* _Written task_:
Summarize the laptop advice thread below in three sentences.

* _Source extract_:
- - -

# laptop advice



## new tech guy (Mar 27, 2006)

Hello folks,
Don't know if this is exactly the right place for this thread if not, a moderator is welcome to move it accordingly. But anyway, my Toshiba Satellite has gotten me through allot and now has a power issue. I looked into repairs for it and found that Toshiba wants over $400 (usd) to repair the unit and after some investigating i found that it may be a dry solder joint. The problem is that i do not know how to solder, do not have the equipment to do such repairs, and cannot find anyone who is willing to do it for me who knows how to solder electronic parts. I did try the usual doctor ups for it, like a new power supply, battery, etc. The new power supply lessened the severity of the issue but i still do not think it is worth fixing the Toshiba. Im afraid myself of repairing the machine myself because with soldering inexperience i may damage something and really be in a pickle. Now im looking at new pc's and found a good deal here:
http://www.circuitcity.com/ssm/HP-P...93819/catOid/-12963/rpem/ccd/productDetail.do
Good machine but i have two concerns over it. 
1. The computer may have integrated graphics by what i read in Google. I might take a ride to the store and look for a floor model to confirm this. Shared resources just concern me for later on in the pcs life. 
2. It comes with the top level of vista. Great :up: but it is 64 bit. Would 64 be ok now to run or should i still stay at 32 and wait for better software support on the machine?

Thanks for the advice in advance folks. The current computer's spec is listed if you on my pc spec section of my profile you will see the specs under the machine named (lappy 486).


----------



## new tech guy (Mar 27, 2006)

Update:
I just found out the link in my original post to the new pc died like 5 minutes after a posted it. So now im back on square one in terms of a new one. This machine had amazing specs for its price tag so im very disappointed that it disappeared and is only shown at lower specs elsewhere . If anyone has another suggestion im open to them. However, im not interested in pcs with integrated graphics as that can have a negative effect on the overall system performance. Id like to have my card use its own resources without consuming system ones. However im also wondering if it may just be worth fixing the Toshiba as if i can repair that for cheap i will do that and just upgrade its memory. That should be good enough for it to get me though college.


----------



## new tech guy (Mar 27, 2006)

Ok i found another pc and this one link works http://www.shopping.hp.com/webapp/shopping/cto.do#a
I did customize and come with a pretty nice setup.


----------



## iltos (Jun 13, 2004)

new tech guy said:


> Ok i found another pc and this one link works http://www.shopping.hp.com/webapp/shopping/cto.do#a
> I did customize and come with a pretty nice setup.


that link doesn't work either....maybe you linked to your customizations?
i'm no expert, but from what i've read, stick with the 32 bit vista


----------



## new tech guy (Mar 27, 2006)

Yes that is what ive been linking to but the first link i cannot understand why it died. I will post again with an original link next time. Sorry about that . Thanks for the advice though. Like i said, im not sure if the current machine is worth repairing or just replacing.


----------



## iltos (Jun 13, 2004)

new tech guy said:


> Yes that is what ive been linking to but the first link i cannot understand why it died. I will post again with an original link next time. Sorry about that . Thanks for the advice though. Like i said, im not sure if the current machine is worth repairing or just replacing.


it sounds like it may just be a question of practicality....if you can't find someone to do the repairs then replacement may be your best option....you can always learn the soldering technique and repair your toshiba at a later time.

- - -

* _Provided data_:

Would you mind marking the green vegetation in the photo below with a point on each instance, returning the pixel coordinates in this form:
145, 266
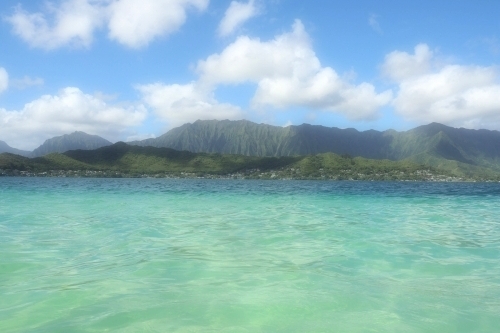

- - -

* _Answer to this problem_:
A forum user's Toshiba Satellite has a power issue that may be a dry solder joint, and Toshiba wants over $400 to repair it, but the user cannot solder and cannot find anyone willing to do it. The user considers buying a new computer, wants to avoid integrated graphics, and asks whether 64-bit Vista is fine, though neither posted link to a candidate machine works. Another poster advises staying with 32-bit Vista and says replacement may be the best option if no one can be found for the repair, since soldering can be learned and the Toshiba fixed later.